*WORK REQUIRED*.
Restate word for word the lines of the records below, starting at the line that contains "Reviewer note: every instance of the mossy" and ending at the line that contains "Reviewer note: every instance of the white", with both of those lines included and nothing else.

*DATA TO USE*.
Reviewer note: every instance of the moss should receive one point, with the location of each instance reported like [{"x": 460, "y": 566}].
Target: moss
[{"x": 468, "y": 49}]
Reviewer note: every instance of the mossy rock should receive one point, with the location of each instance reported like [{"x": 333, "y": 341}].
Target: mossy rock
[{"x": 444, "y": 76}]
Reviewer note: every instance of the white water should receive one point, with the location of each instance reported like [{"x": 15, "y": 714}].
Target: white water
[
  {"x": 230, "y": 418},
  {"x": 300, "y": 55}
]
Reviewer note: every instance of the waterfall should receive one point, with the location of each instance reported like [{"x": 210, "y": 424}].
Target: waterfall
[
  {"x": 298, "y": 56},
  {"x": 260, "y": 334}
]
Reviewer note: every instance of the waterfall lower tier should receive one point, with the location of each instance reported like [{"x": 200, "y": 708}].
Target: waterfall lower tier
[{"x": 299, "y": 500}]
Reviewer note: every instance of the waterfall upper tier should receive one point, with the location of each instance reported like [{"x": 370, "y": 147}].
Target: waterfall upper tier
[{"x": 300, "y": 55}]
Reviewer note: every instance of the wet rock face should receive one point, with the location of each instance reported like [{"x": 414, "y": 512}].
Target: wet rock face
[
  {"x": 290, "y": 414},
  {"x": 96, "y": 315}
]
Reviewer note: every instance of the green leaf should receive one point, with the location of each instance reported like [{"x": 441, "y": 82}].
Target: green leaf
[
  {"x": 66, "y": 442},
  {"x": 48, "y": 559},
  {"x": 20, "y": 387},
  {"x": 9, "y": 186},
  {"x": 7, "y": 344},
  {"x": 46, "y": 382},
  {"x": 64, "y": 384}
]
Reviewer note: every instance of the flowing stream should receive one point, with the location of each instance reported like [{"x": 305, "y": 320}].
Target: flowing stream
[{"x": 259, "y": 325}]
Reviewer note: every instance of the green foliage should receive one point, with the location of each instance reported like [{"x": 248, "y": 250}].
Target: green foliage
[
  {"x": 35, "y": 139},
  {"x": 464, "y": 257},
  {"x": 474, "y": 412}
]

...

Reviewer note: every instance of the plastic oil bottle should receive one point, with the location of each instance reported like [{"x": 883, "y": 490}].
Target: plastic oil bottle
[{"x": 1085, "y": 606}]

*TASK RESULT*.
Reviewer note: every instance of the mossy rock should receive one point, with the location of each instance reported like [{"x": 333, "y": 341}].
Target: mossy rock
[{"x": 444, "y": 76}]
Reviewer note: every instance of the white water should receive one point, with the location of each instance reported like [{"x": 15, "y": 714}].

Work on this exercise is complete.